_SUPPLIED TEXT_
·····

Ultimately, investors will be better off. This doesn’t mean that some investors won’t lose money on businesses that go bad. Small businesses fail at faster rates than larger businesses, but some of them succeed. I think that what people lose sight of is that all businesses start small. Intel ($INTC) went public in 1971. It was only a 3-year-old company. It wasn’t profitable on an operating basis, and it missed delivery on its first product. That $8 million IPO? The company’s stock price was cut in half – talk about risk! It took a while to turn it around. The rest is history. It’s a major employer that’s contributed technologies to our economy that have precipitated everything from genomics to the wireless industry.
So, I think that you can’t underestimate the value of planting more and more of these seeds of hope. Which is what they are, because some subset of these companies are going to ultimately find the cure to cancer or a solution to global warming or sources of renewable energy. These are the things that will transform and improve the quality of life for the next generation. So, I can’t tell you how significant these improvements to capital markets are for the good of the nation.
EQ: How concerned should we be about the way Reg-A could potentially exempt more companies from state Blue Sky laws?
David Weild: One of the things that’s holding up Reg A right now is this whole controversy between state’s rights and federal preemption of Blue Sky, or “merit review.”
Merit review by the states is just an unnecessary tax on small companies. I think the irony is that usually the states’ rights advocates are the Republicans, but, in this particular case, it’s the Democrats that are trying to assert jurisdiction. It’s the Democratic states, mostly, that are trying assert jurisdiction over Reg. A offerings.
The irony here is that many of the Democratic states are likely to be the biggest beneficiaries of Reg A-Plus. The states of New York, Massachusetts, and California have some of the biggest entrepreneurial economies. Or, in the case of New York, New York is one of the biggest beneficiaries from the securities industry. So, I find it rather ironic that Democratic members of congress support something that makes cost higher for smaller companies, inhibits capital formation that will ultimately benefit some of the major Democratic states. This is absolutely the wrong way to go.

·····

_EXTRACTED INFORMATION_

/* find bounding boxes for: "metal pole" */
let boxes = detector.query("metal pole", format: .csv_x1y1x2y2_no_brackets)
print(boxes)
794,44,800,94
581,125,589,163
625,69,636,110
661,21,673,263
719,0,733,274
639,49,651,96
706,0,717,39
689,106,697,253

·····

_PROMPT A_
Answer from the Reg A interview:
(i) In what year did Intel go public?
(ii) What does David Weild call merit review by the states?
(iii) Which three states does he name as having some of the biggest entrepreneurial economies?
_PROMPT B_
Please continue the Reg A interview from its final sentence.
The records have no connection to the Reg A interview.

_ANSWER BOX A_
(i) 1971
(ii) An unnecessary tax on small companies
(iii) New York, Massachusetts and California

_ANSWER BOX B_
We really need federal preemption of merit review for Reg A companies just to keep the cost reasonable and to keep the risks reasonable. It’s not just the cost of the merit review directly, it’s the lack of predictability of what states that you’re going to pass and be able to market in. For example, if California wakes up one morning and decides that they are going to put in 35 different comments, you may find that you, all of a sudden, have to go ahead with your public offering without the state of California.
So, behind closed doors this issue been burning very brightly. I know that the SEC has wanted to preempt state regulation, and my view is that this is a classic case of state regulators behaving badly. I hope that they ultimately will acquiesce and give up that jurisdiction for the benefit of the country, but the cynics believe that NASAA’s members are more concerned about losing their state filing fees and running for state office than doing what is best for the economy. In my view, it is very important that we not saddle smaller companies with higher costs, which state regulation creates.
States still have the anti-fraud statutes, right? So, no company gets a free pass. I really hope the SEC wins on this issue. The SEC has this one right.